◆ **Set tasks**
**a)** Reproduce the part of the Traveler's Dilemma passage that begins at "For simplicity, we" and stops after "for the item.".
**b)** Resume the Traveler's Dilemma passage, picking up right after its last sentence.
>> START Passage provided
For simplicity, we assume that R is an integer, and to make the game a social dilemma we assume that R ≥ 2. Furthermore, the game is typically structured so that players' payoffs cannot drop below zero (the airline cannot impose fines), so the players cannot declare values less than R. Figure 1 shows a (partial) payoff matrix for the game: each player's strategy is the value he or she claims for the item.
What should the travelers do? It might seem natural for both to declare a value of M. However, this is not rational (assuming that both players seek to maximize their monetary payoffs). One player could switch his claim to M−1 and thereby earn a payoff of M−1+R > M (while reducing the other player's payoff to M −1−R). Continuing this iterative deletion of dominated strategies, one finds that the Nash equilibrium is to choose the minimum value, claiming the souvenir was worth just R. As in the Prisoner's Dilemma, “defection” (declaring a low value) dominates “cooperation” (declaring a high value) even though the travelers would be better off if both claimed high values. Thus, the Traveler's Dilemma presents a social dilemma involving coordination coupled with the temptation to exploit the other party.
>> END Passage provided
>> START Supplied information
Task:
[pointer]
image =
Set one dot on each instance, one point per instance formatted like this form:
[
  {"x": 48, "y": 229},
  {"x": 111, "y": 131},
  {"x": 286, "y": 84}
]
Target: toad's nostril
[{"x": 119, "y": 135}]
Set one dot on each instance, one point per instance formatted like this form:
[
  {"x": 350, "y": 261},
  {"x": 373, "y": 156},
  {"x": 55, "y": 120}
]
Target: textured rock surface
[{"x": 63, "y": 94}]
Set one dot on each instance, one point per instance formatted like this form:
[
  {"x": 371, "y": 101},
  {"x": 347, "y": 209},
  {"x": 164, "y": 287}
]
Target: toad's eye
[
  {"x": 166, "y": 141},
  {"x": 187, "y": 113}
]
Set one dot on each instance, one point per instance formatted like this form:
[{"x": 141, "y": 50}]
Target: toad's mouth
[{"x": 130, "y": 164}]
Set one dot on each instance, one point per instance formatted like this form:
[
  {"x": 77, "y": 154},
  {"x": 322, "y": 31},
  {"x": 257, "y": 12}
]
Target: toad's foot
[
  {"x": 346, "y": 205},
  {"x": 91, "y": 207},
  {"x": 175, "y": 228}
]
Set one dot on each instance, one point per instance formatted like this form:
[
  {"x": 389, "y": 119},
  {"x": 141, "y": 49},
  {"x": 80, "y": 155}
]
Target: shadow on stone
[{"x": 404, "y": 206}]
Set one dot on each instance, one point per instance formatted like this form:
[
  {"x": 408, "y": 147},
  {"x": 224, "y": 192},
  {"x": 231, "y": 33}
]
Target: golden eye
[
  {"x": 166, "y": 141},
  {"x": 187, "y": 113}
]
>> END Supplied information
◆ **Answers for the exercise**
**a)**
For simplicity, we assume that R is an integer, and to make the game a social dilemma we assume that R ≥ 2. Furthermore, the game is typically structured so that players' payoffs cannot drop below zero (the airline cannot impose fines), so the players cannot declare values less than R. Figure 1 shows a (partial) payoff matrix for the game: each player's strategy is the value he or she claims for the item.

**b)**
The Traveler's Dilemma can be used to model situations not only among humans but also among other organisms. For example, competitive egg ejection in the Greater Ani, a communally nesting bird species, can be modeled by the Traveler's Dilemma (Riehl and Jara, 2009; Riehl, 2011). In a nest with two females, each female chooses a time to switch from ejecting eggs out of the nest to laying eggs. If both chose an early date (i.e., a large claim), then both successfully lay a large number of eggs and earn a large (fitness) payoff. But if one chooses to wait, she will eject the other's already-laid eggs and achieve an even higher payoff while inflicting a loss on the earlier-laying female.
Human behavior is the main focus of the current paper. When people are asked to play the Traveler's Dilemma in the laboratory, their behavior deviates significantly from the predictions of classical game theory. For example, Capra et al. (1999) conducted a repeated Traveler's Dilemma in which the value of R varied across treatments. Although the Nash equilibrium is to declare the minimum value regardless of R, Capra et al. (1999) found a significant inverse relationship between R and the average claim. This relationship held both in early rounds before any in-game learning occurred and in later rounds after subjects gained experience.
Capra et al. (1999) and Goeree and Holt (1999) proposed learning models based on the logit probabilistic decision rule to explain the development of the inverse relationship between R and the average claim over the course of the experimental session. Goeree and Holt (1999) adapted this rule to model the “introspection” that occurs before the game begins to explain behavior in initial rounds before in-game learning becomes a factor. They found that if the cognitive “noise” (defined in a suitably precise way) increases with each successive round of introspection, they could reproduce (qualitatively) the inverse relationship between R and the average claim.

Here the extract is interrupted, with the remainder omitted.